### Exercise requirements
Output each line of the items below word for word, omitting the pictures.

** Begin **

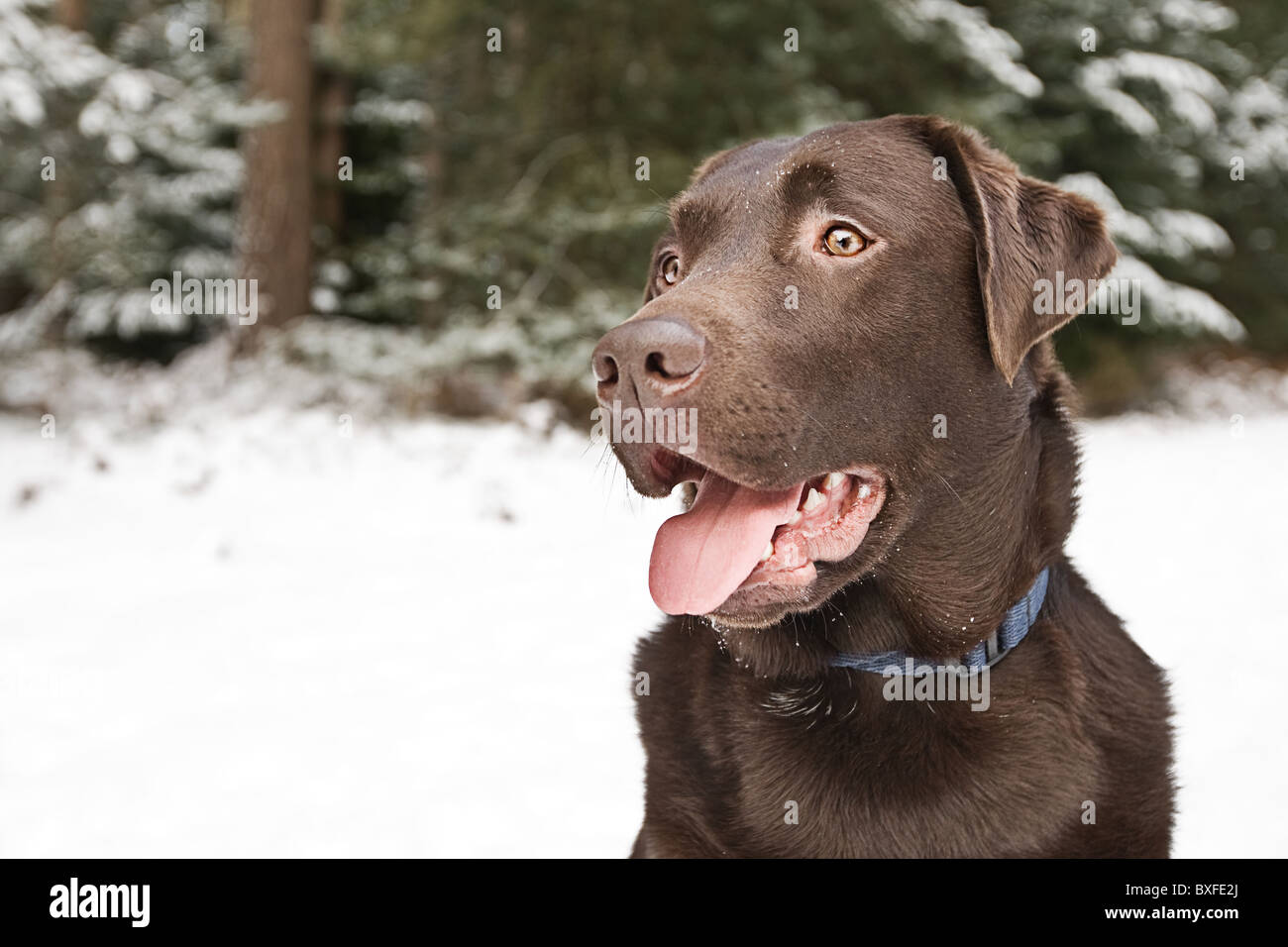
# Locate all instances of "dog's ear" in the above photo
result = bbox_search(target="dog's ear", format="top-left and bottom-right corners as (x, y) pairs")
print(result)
(924, 117), (1118, 384)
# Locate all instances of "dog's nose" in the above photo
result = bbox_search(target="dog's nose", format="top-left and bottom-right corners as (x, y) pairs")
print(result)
(591, 316), (707, 399)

** End **

### Output
# Locate all instances of "dog's ear" in the above photo
result = bbox_search(target="dog's ear", format="top-left and bottom-right corners as (x, y) pairs")
print(result)
(924, 117), (1118, 384)
# Locate all instances of "dog's nose" in the above photo
result = bbox_search(target="dog's nose", format="top-left and bottom-right corners as (x, y) pairs")
print(result)
(591, 316), (707, 399)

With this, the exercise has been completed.